In [21]:
import pandas as pd
import numpy as np

In [22]:
train = pd.read_csv('train.csv')
valid = pd.read_csv('valid.csv')
test = pd.read_csv('test.csv')

In [4]:
print(train.shape)
print(train[train['label_3'].notna()].shape)

train = pd.DataFrame(train)
columns_with_missing_values = train.columns[train.isnull().any()]
print(columns_with_missing_values)

(28520, 772)
(28520, 772)
Index(['label_2'], dtype='object')


In [5]:
print(valid.shape)
print(valid[valid['label_3'].notna()].shape)

valid = pd.DataFrame(valid)

columns_with_missing_values = valid.columns[valid.isnull().any()]
print(columns_with_missing_values)

(750, 772)
(750, 772)
Index(['label_2'], dtype='object')


So, there are NO MISSING VALUES in both train and valid data set for label 3

In [23]:
train_X = train.copy()
train_X.drop(['label_1', 'label_2', 'label_3', 'label_4'], axis=1, inplace=True)
train_y = train['label_3']

valid_X = valid.copy()
valid_X.drop(['label_1', 'label_2', 'label_3', 'label_4'], axis=1, inplace=True)
valid_y = valid['label_3']

test_X = test.copy()
test_X.drop(['ID'], axis=1, inplace=True)

Feature Scaling

In [24]:
from sklearn.preprocessing import StandardScaler

In [25]:
scaler = StandardScaler()

* _Entries_
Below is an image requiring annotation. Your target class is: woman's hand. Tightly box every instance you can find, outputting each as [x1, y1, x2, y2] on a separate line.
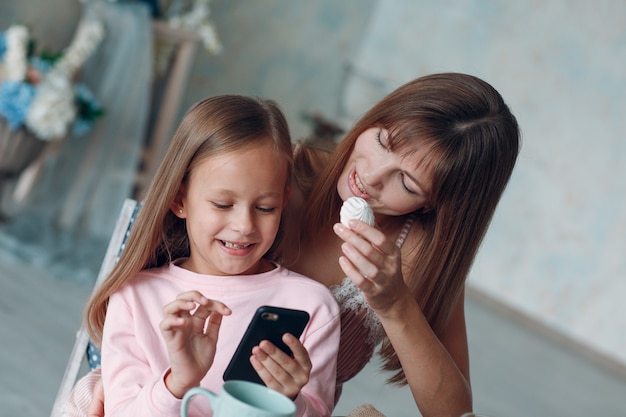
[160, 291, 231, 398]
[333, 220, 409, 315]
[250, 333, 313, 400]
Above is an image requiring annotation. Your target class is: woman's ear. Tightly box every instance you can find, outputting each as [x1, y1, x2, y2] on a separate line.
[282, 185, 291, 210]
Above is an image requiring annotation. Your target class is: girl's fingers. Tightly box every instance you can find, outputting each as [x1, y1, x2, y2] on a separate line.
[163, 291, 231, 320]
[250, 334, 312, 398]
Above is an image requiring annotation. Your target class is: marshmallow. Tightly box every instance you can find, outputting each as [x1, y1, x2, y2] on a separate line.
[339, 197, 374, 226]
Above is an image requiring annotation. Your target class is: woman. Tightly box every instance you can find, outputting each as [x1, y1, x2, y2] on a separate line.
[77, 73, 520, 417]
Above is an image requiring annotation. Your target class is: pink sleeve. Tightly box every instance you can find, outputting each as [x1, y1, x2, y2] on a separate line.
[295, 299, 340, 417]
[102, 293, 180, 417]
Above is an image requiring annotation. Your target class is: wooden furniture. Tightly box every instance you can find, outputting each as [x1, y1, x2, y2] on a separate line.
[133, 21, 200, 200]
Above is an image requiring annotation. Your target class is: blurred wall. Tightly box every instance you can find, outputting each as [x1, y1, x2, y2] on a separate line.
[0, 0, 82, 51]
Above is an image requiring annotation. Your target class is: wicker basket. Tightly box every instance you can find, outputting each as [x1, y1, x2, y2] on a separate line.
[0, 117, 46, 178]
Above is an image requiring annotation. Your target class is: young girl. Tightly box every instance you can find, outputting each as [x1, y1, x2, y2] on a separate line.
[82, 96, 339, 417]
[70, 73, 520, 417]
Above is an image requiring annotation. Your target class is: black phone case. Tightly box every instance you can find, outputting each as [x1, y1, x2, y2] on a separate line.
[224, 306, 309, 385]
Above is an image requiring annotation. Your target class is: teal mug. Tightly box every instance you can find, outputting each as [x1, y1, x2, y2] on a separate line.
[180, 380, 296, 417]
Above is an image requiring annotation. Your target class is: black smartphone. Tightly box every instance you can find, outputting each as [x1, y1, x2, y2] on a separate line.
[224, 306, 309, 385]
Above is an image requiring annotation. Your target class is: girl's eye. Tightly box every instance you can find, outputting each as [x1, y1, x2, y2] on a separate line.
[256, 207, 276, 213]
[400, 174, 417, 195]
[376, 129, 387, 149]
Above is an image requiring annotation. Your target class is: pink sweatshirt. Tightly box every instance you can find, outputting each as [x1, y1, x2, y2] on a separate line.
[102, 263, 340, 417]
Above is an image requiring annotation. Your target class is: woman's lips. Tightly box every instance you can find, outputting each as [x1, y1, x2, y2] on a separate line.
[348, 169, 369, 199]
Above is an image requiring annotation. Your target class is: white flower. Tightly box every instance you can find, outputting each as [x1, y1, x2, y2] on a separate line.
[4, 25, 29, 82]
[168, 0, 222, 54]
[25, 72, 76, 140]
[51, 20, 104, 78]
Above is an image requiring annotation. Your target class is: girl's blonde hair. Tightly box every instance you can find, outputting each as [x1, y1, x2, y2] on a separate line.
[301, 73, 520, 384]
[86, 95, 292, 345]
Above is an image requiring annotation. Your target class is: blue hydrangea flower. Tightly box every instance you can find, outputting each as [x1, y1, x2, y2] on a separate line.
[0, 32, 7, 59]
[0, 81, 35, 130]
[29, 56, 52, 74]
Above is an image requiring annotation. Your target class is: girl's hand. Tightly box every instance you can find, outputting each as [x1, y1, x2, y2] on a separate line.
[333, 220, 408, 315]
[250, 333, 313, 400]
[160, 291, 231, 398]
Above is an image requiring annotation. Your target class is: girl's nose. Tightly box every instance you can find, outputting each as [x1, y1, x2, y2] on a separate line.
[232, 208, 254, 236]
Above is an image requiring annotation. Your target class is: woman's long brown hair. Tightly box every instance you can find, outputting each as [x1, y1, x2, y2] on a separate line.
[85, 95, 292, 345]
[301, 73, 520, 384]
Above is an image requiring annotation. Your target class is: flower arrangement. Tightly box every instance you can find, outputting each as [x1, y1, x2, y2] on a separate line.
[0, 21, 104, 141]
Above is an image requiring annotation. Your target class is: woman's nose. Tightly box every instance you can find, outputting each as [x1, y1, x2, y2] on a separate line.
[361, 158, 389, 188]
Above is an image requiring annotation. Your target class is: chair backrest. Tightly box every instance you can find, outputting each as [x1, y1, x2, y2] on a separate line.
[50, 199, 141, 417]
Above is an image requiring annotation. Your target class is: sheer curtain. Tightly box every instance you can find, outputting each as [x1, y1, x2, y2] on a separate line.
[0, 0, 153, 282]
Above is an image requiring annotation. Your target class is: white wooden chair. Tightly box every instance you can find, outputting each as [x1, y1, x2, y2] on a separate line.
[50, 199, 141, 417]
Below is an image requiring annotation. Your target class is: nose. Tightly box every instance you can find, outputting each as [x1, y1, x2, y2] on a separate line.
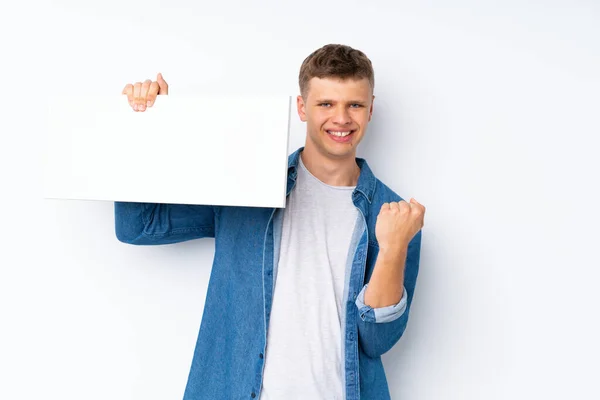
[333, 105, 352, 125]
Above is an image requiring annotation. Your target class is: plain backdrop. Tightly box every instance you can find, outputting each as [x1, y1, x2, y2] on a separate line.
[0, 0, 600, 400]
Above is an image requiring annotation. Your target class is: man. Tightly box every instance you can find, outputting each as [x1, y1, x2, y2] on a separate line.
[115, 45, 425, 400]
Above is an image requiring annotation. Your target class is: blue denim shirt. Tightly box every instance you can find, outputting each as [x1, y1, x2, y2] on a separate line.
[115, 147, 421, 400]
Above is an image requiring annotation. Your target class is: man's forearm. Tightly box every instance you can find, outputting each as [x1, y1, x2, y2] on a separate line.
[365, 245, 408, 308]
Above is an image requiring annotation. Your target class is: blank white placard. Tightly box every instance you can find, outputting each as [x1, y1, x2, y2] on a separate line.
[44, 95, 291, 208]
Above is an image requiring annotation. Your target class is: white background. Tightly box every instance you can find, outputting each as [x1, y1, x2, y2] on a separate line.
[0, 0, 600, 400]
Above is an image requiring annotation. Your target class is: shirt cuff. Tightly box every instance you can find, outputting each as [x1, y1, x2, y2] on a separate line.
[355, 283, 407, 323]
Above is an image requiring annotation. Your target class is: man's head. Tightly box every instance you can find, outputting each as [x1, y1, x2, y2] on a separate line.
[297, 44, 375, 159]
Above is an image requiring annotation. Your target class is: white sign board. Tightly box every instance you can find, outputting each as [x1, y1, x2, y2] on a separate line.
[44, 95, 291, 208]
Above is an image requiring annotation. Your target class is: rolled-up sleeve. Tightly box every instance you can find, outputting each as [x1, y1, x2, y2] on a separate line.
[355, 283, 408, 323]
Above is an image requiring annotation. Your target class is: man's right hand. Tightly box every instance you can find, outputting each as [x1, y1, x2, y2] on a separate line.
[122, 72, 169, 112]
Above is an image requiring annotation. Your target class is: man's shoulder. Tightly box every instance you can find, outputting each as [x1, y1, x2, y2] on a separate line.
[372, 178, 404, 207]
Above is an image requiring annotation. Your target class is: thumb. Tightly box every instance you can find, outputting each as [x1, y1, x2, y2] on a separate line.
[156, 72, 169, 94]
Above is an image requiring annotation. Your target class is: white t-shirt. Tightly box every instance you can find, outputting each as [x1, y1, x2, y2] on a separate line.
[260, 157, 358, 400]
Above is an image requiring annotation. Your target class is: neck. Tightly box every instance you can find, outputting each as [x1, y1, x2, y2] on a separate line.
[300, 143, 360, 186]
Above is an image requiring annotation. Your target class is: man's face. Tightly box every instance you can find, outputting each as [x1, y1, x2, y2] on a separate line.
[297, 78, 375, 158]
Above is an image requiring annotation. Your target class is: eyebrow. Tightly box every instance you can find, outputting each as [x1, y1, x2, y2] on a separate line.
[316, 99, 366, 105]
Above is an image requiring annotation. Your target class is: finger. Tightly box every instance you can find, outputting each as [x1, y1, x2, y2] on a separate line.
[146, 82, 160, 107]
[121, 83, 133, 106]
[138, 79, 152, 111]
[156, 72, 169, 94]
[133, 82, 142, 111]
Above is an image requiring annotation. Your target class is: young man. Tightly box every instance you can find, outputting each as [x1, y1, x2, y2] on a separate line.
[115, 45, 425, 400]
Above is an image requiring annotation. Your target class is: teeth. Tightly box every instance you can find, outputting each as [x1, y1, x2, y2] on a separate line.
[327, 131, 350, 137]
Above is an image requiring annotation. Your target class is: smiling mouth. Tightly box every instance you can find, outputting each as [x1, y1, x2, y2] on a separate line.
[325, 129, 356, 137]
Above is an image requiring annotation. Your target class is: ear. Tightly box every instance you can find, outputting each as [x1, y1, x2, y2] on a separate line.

* _To do_
A: Can you pull out the passage of the notebook code between "train = pd.DataFrame(train)" and "valid = pd.DataFrame(valid)", inclusive, word for word?
B: Does the notebook code support each statement below? Answer yes or no, and quote the deciding words.
(i) The notebook imports StandardScaler from sklearn.preprocessing.
(ii) The columns label_1 through label_4 are dropped from the test data.
(iii) The column listed as having missing values in the training data is label_2.
Nothing here depends on the entries.

* _Solutions to the problems_
A:
train = pd.DataFrame(train)
columns_with_missing_values = train.columns[train.isnull().any()]
print(columns_with_missing_values)

(28520, 772)
(28520, 772)
Index(['label_2'], dtype='object')


In [5]:
print(valid.shape)
print(valid[valid['label_3'].notna()].shape)

valid = pd.DataFrame(valid)

B:
(i) Yes: "from sklearn.preprocessing import StandardScaler"
(ii) No: "test_X.drop(['ID'], axis=1, inplace=True)"
(iii) Yes: "Index(['label_2'], dtype='object')"